INSTRUÇÕES E REQUISITOS ->
Transcreva, sem qualquer alteração, a passagem do texto sobre a morte de Henri Dutilleux que vai de "Henri Dutilleux respeitava" até "exterior – incluindo Portugal.", ambos incluídos.

EXCERTO DO DOCUMENTO ->
Morreu Henri Dutilleux, um compositor moderno e independente, discreto mas verdadeiro
Era um dos compositores contemporâneos mais executados em todo o mundo. Morreu na quarta-feira.
Descrito como “clássico moderno”, é autor de obras ousadas e ao mesmo tempo acessíveis.
A sua última peça gravada, Correspondances, criada em 2003 em Berlim, foi lançada em Janeiro por ocasião do seu 97º aniversário. Escrita para orquestra, cordas, piano e voz, é descrita pela agência France Presse (AFP) como sendo simultaneamente “audaz e acessível”, herdeira da tradição de Debussy ou Ravel.
“É um dos poucos compositores contemporâneos que entrou para o repertório ainda em vida. Tinha isso em comum com Olivier Messiaen”, declarou à AFP o maestro Laurent Petitgirard e presidente da Sociedade de Autores, Compositores e Editores de Música (SACEM). “A sua obra permanecerá intensamente presente depois de sua morte”, acrescentou.
Henri Dutilleux respeitava igualmente os mais tradicionalistas e os vanguardistas, oferecendo composições de grande densidade expressiva, sem deixar de conquistar um público pouco sensível à música contemporânea. O seu trabalho altamente poético tem sido muito difundido na França e no exterior – incluindo Portugal.
Na nota biográfica dedicada ao compositor, o crítico de música do jornal Le Monde, Pierre Gervasoni, começa por assinalar que “são raros os compositores que têm criações suas que são imediatamente repetidas após a primeira execução”. E radica a ampliação da atenção pública à música de Henri Dutilleux no ano de 1970, quando estreou no Festival de Aix-en-Provence o Concerto para violoncelo Tout un Monde Lointain, composto expressamente para o lendário Mstislav Rostropovitch – o que fez com que esta sua peça se viesse a tornar na mais tocada de toda a carreira do compositor. Tout un Monde Lointain foi interpretado na Gulbenkian em duas ocasiões – em 1999 e 2006 –, entre as oito vezes que a música de Dutilleux foi contemplada no reportório dos concertos na fundação, em Lisboa.
“Mesmo que se tenha que reconhecer que as suas obras fundamentais já foram de modo muito disperso apresentadas em Portugal, as ocasiões foram ainda assim relativamente poucas, por certo muito escassas, quando se tem em conta que Dutilleux era porventura o compositor contemporâneo mais interpretado internacionalmente”, lamenta o crítico (e colaborador do PÚBLICO) Augusto M. Seabra. E cita, em particular, a ausência total da sua obra “nas 26 edições realizadas dos Encontros de Música Contemporânea da Fundação”.
Em contrapartida, Seabra assistiu, na Culturgest, em Lisboa, à interpretação das “maravilhosas” 3 Strophes sur le nom de Sacher (1976-82), para violoncelo solo, por Sonia Wieder-Atherton.

CONTEÚDO DOS DADOS ->
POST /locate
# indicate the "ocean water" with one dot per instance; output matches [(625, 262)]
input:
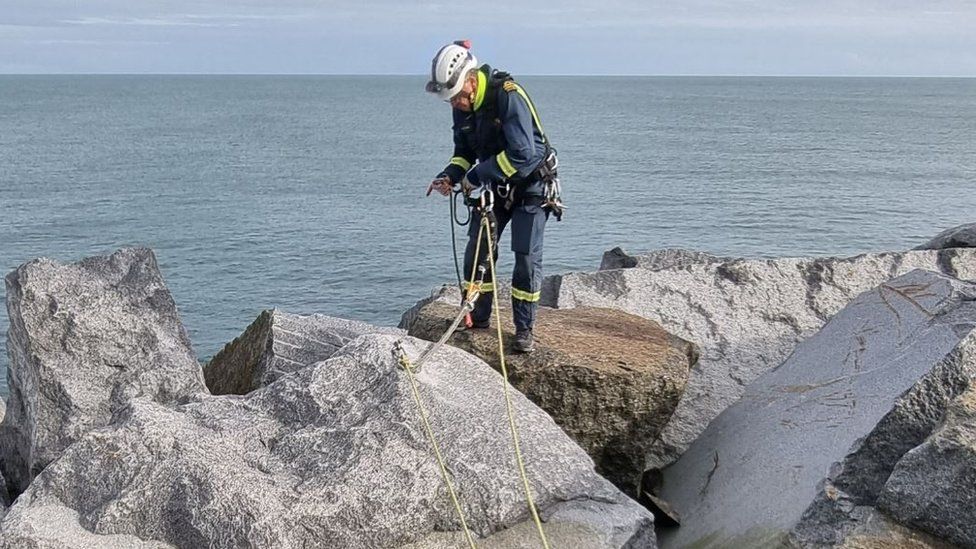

RESULTADO FINAL ->
Henri Dutilleux respeitava igualmente os mais tradicionalistas e os vanguardistas, oferecendo composições de grande densidade expressiva, sem deixar de conquistar um público pouco sensível à música contemporânea. O seu trabalho altamente poético tem sido muito difundido na França e no exterior – incluindo Portugal.